Extract:
☆ ☆ ☆ ☆ ☆
Step 1 – stabilise the system

The new government has already made two promising announcements that should go a small way to stabilising the existing system. Firstly, it has confirmed that local authorities will participate in rolling three-year spending reviews to be carried out every other year. This will make a huge difference by enabling budget holders to plan ahead more effectively, particularly on capital investments where projects can often span multiple financial years.

Secondly, a ministerial statement from local government minister Jim McMahon has confirmed that action will be taken to tackle the backlog of incomplete audits which is undermining local authority financial reporting and the assurance provided by external auditors. Although tempered by the knowledge that it will take several years to get local audits back on track, and that many of the longer-term fundamental issues identified by the Redmond Review remain unaddressed, this is a positive step forward.

While money is tight, if funds can be found then supporting local authorities under the most financial pressure should be a priority.

Step 2 – complete the roll out of a regional tier of government

A combination of gentle encouragement, financial incentives and some arm twisting has led to the establishment of 11 combined authorities led by regional ‘metro’ mayors mainly in so called ‘city-regions’. Together with the Greater London Authority this means that around half of the English population now have a regional mayor, but the corollary is that the other half do not.

While a large part of devolution is about empowering individual local authorities, gaps in the regional tier of government make it difficult for Whitehall to hand out some of its core functions. This is particularly the case for economic development where, for example, Greater Manchester’s mayor Andy Burnham is all too eager to grasp whatever powers he can and run with them, but there is no one to take the lead in the same way for most of the South West.

One way to fill in the gaps would be to accelerate the roll-out of combined authorities, while another would be to go for the ‘big bang’ approach adopted by France in 1986 when it created a new tier of regional government across Metropolitan France in one fell swoop.
☆ ☆ ☆ ☆ ☆
Direction 1: According to the local government extract, how many combined authorities led by regional mayors have been established?

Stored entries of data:
☆ ☆ ☆ ☆ ☆
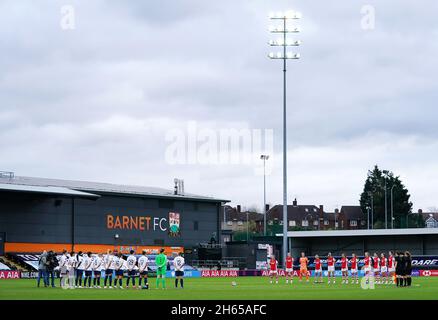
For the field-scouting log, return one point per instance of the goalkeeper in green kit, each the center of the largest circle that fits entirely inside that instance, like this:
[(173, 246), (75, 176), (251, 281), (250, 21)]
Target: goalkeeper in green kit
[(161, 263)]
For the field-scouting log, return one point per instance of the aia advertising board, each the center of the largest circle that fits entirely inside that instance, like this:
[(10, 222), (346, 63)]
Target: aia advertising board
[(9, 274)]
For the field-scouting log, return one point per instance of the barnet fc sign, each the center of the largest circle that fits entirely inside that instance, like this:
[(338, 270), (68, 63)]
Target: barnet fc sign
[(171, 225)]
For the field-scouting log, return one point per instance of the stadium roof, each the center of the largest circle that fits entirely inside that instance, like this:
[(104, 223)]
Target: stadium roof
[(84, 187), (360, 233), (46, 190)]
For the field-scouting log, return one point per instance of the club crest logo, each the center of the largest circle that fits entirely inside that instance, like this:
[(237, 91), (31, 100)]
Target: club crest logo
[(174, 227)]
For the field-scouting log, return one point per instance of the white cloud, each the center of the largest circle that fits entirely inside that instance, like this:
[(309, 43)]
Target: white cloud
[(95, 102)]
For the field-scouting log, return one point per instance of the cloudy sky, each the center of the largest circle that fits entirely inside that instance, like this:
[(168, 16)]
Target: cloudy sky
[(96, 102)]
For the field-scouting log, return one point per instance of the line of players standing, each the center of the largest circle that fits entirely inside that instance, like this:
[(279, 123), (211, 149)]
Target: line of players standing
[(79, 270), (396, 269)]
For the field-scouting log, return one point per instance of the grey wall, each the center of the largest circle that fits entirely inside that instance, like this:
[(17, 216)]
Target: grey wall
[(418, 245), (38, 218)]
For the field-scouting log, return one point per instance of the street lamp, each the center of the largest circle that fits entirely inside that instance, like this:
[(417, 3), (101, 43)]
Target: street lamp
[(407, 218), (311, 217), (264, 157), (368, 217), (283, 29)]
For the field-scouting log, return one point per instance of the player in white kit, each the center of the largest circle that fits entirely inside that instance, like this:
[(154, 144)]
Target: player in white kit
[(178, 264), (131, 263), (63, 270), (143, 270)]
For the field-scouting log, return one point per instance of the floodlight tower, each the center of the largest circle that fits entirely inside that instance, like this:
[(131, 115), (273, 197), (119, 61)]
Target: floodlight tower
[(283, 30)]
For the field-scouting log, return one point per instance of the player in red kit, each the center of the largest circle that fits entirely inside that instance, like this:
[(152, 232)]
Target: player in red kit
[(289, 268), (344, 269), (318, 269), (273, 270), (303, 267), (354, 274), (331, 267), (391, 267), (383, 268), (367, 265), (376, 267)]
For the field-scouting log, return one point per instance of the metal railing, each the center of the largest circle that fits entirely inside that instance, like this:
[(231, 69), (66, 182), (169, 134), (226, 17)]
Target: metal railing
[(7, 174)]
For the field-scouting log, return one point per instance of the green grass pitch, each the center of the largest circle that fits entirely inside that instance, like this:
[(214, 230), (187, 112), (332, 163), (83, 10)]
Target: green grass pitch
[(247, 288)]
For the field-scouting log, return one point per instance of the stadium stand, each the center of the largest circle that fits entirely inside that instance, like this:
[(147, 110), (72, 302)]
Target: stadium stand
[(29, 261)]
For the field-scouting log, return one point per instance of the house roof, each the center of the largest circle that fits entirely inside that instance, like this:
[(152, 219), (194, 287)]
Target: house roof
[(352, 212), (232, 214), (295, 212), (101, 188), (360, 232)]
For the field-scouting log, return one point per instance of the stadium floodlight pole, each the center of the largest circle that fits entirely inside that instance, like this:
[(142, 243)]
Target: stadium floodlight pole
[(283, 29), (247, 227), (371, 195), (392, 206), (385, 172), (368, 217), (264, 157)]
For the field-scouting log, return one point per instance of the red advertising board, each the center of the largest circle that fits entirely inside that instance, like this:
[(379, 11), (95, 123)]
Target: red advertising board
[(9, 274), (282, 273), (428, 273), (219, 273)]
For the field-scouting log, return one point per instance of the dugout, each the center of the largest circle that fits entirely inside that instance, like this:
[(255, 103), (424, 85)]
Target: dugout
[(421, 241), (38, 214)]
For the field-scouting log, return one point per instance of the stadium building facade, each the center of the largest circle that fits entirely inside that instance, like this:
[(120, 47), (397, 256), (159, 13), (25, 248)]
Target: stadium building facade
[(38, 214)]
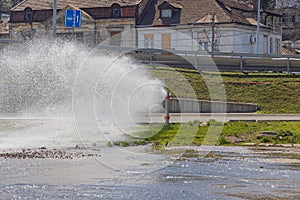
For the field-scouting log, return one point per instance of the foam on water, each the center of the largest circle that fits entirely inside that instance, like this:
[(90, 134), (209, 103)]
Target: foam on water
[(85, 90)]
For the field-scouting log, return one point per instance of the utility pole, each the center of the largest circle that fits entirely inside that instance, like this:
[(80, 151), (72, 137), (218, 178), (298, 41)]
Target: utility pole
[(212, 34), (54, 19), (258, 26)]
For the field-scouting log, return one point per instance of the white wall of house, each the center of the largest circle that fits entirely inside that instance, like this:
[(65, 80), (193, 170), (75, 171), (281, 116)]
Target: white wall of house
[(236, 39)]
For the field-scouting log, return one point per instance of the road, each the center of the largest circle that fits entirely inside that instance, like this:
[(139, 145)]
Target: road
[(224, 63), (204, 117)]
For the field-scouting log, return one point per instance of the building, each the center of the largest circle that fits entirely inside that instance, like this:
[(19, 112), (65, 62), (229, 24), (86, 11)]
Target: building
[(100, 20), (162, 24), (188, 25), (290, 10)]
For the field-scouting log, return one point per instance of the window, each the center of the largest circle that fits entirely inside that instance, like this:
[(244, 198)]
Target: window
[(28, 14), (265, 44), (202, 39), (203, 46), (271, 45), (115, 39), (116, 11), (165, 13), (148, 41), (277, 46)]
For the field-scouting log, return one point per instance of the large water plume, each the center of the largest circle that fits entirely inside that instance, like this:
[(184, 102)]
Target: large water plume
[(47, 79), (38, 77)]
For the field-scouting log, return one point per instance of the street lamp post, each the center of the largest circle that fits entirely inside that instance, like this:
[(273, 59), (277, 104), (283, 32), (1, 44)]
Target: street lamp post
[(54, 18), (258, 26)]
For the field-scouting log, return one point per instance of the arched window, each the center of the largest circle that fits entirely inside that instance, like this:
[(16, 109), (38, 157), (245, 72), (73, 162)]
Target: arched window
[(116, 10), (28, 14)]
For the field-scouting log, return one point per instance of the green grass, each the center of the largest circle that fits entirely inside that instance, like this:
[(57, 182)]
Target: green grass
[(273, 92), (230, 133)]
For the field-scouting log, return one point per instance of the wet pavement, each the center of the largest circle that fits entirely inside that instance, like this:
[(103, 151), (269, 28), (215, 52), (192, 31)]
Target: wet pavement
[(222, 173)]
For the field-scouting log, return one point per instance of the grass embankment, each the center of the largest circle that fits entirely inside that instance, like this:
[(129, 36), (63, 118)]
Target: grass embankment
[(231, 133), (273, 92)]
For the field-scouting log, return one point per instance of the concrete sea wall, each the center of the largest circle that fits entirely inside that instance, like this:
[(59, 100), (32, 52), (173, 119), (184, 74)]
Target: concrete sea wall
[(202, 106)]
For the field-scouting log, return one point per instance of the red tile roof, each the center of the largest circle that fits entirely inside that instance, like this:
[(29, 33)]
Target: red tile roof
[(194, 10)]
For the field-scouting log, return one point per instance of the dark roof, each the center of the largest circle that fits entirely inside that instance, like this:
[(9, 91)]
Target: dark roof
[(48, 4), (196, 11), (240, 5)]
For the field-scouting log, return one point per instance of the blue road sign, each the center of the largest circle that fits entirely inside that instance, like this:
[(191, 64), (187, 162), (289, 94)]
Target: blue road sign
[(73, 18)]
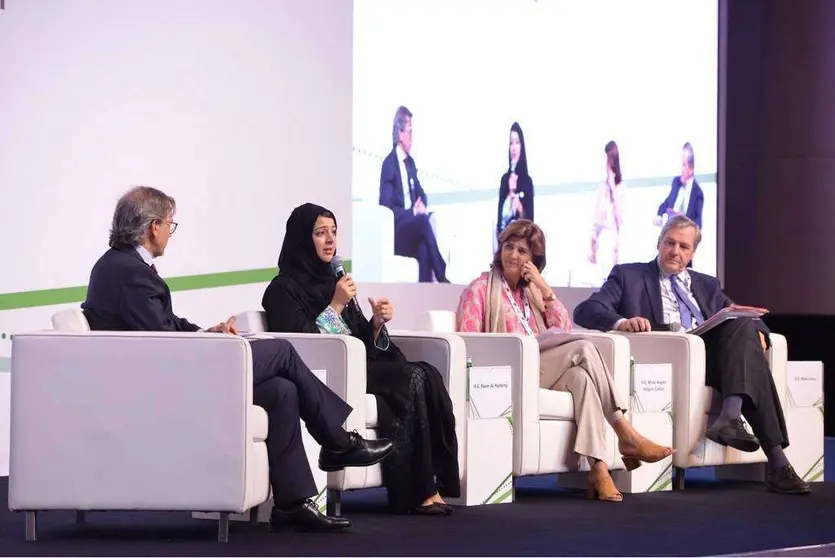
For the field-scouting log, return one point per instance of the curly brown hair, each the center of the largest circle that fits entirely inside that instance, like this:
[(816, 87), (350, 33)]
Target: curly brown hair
☆ ☆ ☆ ☆ ☆
Direction 2: Please output everything in the entries from the line containing "of the concrete" down to the line containing "[(202, 106)]", both lines included, as a numbered list without blank lines.

Worked solution 1: 11 combined authorities.

Worked solution 2:
1. For the field-scouting log, return one point per instance of the concrete sea wall, each the center of the largest circle that fits entirely inside that instance, like this:
2. [(59, 100), (32, 52), (173, 119), (184, 74)]
3. Target: concrete sea wall
4. [(202, 106)]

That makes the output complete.